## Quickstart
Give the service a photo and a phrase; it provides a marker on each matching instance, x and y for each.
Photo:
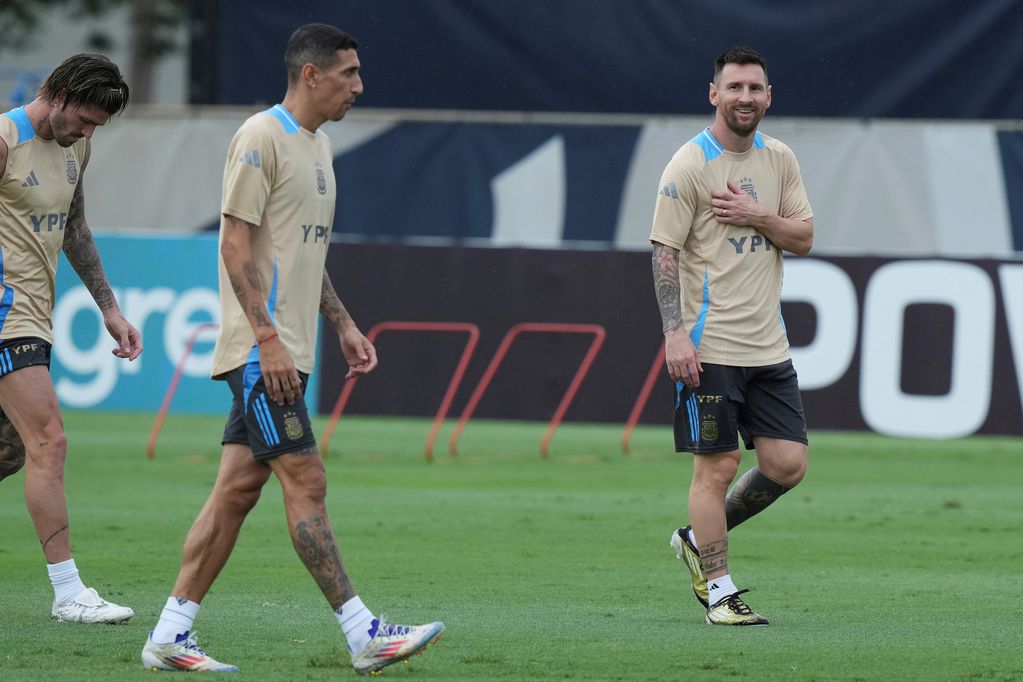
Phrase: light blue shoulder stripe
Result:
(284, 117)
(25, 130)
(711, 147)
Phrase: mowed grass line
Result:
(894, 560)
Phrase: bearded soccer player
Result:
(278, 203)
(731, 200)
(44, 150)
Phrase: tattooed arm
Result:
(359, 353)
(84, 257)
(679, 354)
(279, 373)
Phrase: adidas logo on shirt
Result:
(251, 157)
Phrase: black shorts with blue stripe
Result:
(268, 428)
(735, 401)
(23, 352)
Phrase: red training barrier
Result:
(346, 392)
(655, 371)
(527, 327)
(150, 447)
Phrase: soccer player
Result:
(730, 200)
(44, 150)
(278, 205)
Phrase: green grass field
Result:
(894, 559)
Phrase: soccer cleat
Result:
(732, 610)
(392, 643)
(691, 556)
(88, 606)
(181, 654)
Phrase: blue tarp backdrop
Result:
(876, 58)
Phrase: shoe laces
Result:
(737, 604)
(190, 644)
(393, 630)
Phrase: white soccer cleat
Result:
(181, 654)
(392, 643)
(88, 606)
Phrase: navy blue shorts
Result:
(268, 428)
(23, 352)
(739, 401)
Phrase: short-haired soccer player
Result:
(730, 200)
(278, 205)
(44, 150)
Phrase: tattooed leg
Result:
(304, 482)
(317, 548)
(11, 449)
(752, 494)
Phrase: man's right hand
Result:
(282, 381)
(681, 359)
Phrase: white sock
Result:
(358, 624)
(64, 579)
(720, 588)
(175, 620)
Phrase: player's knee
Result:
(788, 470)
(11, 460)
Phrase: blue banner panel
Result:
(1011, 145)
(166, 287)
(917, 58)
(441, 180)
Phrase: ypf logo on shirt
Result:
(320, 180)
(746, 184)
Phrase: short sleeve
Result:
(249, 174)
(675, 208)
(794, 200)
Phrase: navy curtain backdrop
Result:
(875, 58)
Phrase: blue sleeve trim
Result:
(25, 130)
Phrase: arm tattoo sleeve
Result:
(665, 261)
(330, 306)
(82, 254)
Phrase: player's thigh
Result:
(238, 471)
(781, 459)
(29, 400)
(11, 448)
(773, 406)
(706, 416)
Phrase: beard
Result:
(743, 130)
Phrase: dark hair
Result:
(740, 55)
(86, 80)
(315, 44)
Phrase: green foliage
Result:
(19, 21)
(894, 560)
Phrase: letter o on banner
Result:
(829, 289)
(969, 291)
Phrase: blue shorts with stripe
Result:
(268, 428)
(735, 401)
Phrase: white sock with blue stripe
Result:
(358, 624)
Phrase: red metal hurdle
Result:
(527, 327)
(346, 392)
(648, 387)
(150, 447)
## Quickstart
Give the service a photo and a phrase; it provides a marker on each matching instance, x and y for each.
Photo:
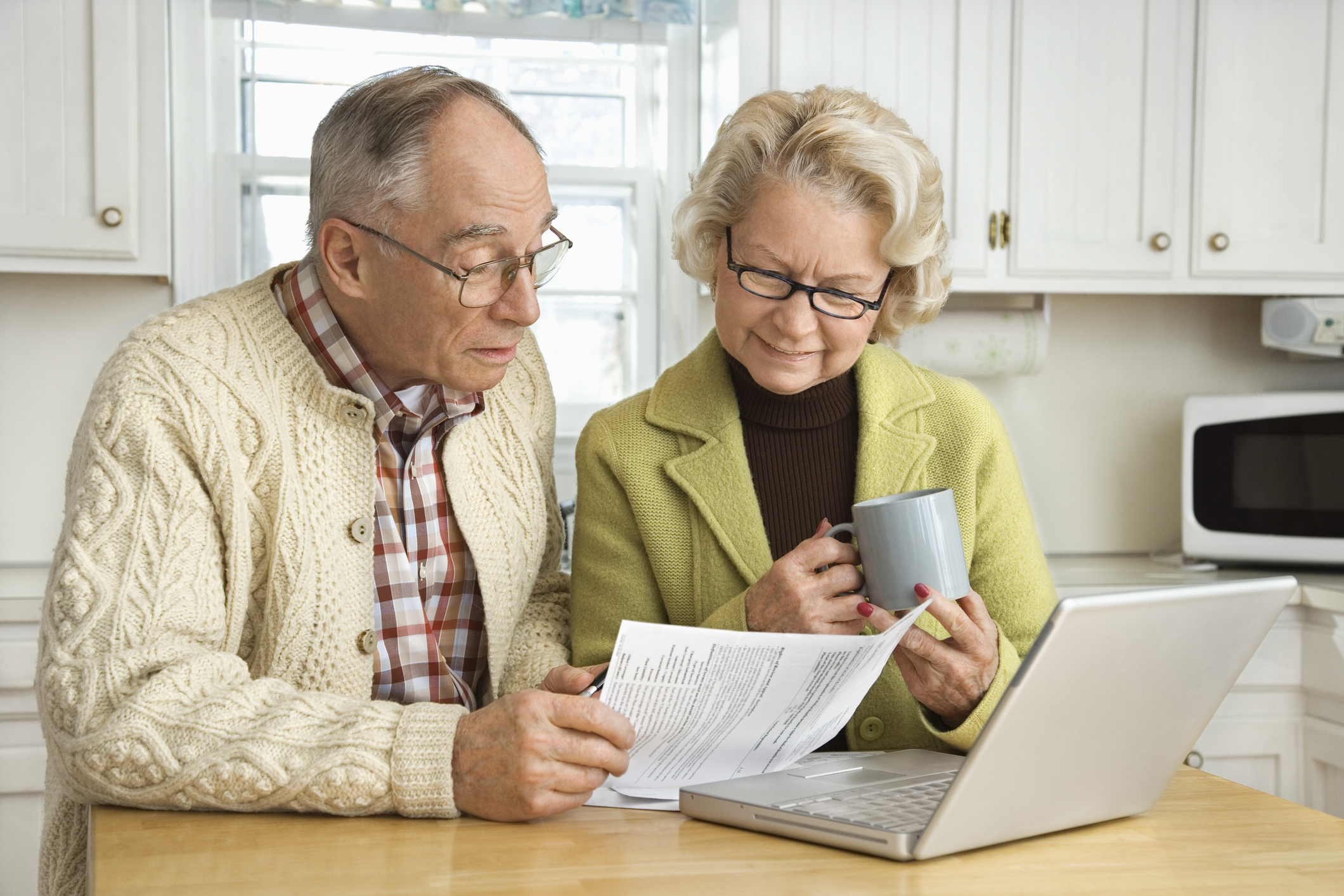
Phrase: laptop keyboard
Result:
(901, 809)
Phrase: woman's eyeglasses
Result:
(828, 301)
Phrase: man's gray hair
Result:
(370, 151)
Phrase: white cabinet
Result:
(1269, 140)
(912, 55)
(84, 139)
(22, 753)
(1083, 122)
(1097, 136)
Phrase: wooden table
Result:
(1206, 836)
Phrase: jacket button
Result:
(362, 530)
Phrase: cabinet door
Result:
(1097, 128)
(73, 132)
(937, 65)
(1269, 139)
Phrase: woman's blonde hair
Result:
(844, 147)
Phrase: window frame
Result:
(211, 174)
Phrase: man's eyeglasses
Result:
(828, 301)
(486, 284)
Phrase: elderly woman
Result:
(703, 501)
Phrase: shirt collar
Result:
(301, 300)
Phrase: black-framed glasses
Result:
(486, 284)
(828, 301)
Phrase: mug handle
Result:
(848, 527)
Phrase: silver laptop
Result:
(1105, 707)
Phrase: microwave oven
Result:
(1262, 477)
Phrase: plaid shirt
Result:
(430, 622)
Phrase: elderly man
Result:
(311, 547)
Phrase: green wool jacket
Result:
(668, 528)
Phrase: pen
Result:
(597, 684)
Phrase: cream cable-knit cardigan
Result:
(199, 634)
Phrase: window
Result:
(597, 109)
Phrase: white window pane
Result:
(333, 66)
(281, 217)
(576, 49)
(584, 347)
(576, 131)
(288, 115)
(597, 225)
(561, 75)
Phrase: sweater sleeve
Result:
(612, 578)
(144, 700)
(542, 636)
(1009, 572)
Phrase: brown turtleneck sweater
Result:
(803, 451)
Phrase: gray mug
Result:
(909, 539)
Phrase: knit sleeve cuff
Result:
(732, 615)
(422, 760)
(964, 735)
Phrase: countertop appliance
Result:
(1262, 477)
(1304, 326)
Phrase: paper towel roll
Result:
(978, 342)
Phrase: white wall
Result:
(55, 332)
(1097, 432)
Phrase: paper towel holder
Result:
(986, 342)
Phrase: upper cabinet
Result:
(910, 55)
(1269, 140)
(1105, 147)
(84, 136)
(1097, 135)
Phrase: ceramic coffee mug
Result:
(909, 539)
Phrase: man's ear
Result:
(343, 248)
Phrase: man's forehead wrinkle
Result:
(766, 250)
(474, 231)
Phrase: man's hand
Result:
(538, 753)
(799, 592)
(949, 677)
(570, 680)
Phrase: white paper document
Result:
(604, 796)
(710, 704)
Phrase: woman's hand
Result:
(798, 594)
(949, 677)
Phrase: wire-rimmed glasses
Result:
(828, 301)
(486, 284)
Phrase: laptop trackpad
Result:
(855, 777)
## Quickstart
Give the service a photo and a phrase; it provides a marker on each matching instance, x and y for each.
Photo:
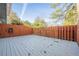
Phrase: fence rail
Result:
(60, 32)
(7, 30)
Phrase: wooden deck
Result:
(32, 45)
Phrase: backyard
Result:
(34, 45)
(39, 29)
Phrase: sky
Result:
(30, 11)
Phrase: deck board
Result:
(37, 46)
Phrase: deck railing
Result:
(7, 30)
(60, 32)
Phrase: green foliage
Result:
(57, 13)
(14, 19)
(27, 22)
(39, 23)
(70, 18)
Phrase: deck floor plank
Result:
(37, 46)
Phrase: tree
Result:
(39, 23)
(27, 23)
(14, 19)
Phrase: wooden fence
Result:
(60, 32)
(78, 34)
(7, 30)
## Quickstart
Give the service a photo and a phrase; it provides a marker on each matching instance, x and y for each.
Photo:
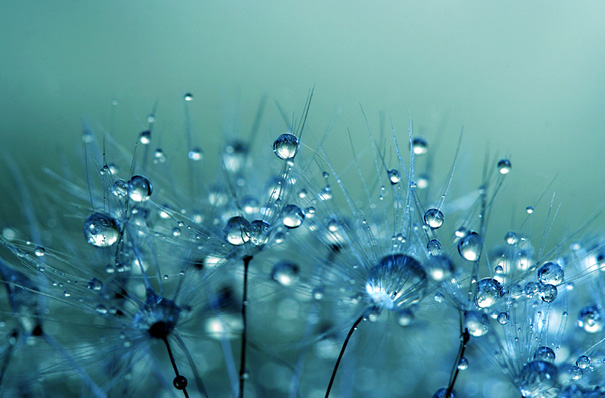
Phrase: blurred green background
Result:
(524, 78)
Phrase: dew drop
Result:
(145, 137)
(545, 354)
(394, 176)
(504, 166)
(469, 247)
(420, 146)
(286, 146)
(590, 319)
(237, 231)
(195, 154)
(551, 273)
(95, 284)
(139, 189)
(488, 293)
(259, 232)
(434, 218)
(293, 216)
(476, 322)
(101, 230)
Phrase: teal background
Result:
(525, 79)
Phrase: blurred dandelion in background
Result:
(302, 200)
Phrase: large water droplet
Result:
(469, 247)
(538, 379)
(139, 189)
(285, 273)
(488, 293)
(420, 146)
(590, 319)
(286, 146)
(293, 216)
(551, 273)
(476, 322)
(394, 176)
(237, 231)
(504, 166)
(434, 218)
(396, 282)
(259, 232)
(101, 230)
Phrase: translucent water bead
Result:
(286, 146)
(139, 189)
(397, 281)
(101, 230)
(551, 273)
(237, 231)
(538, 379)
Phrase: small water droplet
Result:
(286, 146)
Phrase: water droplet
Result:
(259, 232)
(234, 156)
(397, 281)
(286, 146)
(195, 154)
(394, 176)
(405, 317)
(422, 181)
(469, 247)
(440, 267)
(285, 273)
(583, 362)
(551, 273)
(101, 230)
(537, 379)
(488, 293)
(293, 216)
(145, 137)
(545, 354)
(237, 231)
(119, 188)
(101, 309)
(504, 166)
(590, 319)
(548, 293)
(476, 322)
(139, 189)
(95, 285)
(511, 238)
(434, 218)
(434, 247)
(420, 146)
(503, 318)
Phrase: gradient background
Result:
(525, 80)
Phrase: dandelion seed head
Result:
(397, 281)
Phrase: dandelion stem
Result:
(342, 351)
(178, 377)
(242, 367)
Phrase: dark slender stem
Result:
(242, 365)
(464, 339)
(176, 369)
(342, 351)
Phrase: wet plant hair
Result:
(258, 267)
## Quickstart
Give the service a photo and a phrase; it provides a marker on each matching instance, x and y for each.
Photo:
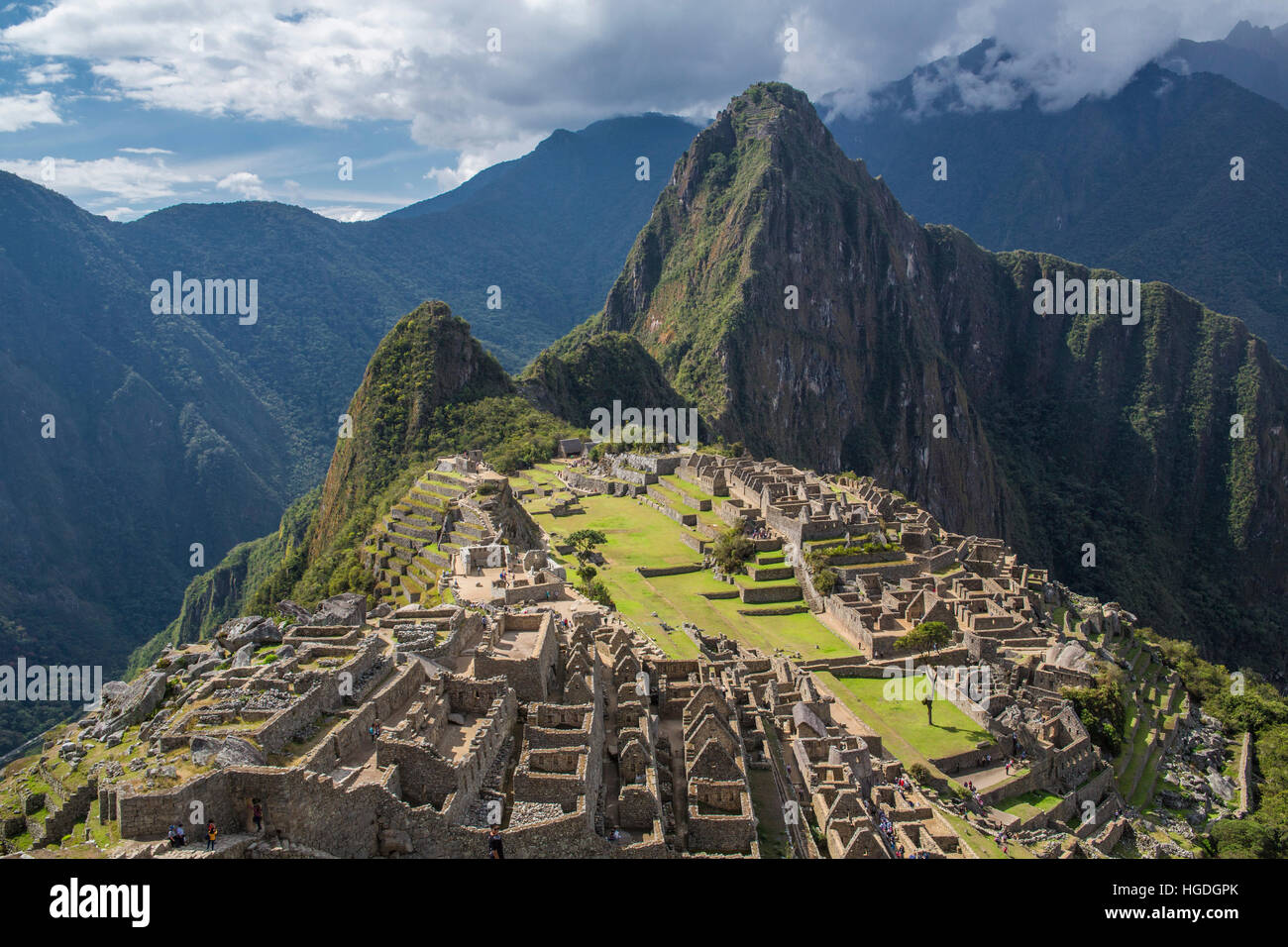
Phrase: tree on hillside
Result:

________

> [YOUR OBJECTIVE] Your task is to copy word for word the lines from the line containing "Phrase: small water droplet" to the end of the listing, both included, and to drop any pictures.

> [REPLY]
Phrase: small water droplet
Result:
(286, 146)
Phrase: water droplet
Result:
(259, 232)
(234, 156)
(397, 281)
(286, 146)
(195, 154)
(394, 176)
(405, 317)
(422, 181)
(469, 247)
(440, 267)
(285, 273)
(583, 362)
(551, 273)
(101, 230)
(537, 379)
(488, 293)
(293, 216)
(145, 137)
(545, 354)
(237, 231)
(119, 188)
(101, 309)
(504, 166)
(590, 319)
(548, 293)
(476, 322)
(139, 189)
(95, 285)
(511, 238)
(434, 218)
(434, 247)
(420, 146)
(503, 318)
Phrase: gradient background
Result:
(525, 80)
Phrase: dandelion seed head
Result:
(397, 281)
Phrase: dandelion stem
Result:
(342, 351)
(178, 377)
(242, 367)
Phrase: dark slender stem
Result:
(242, 365)
(464, 339)
(176, 369)
(342, 351)
Phrase: wet plant hair
Result:
(258, 267)
## Quickstart
Give the service a photo and a phrase; it provides a marker on each matching instance, x and y for each.
Photo:
Phrase: tree on hillside
Result:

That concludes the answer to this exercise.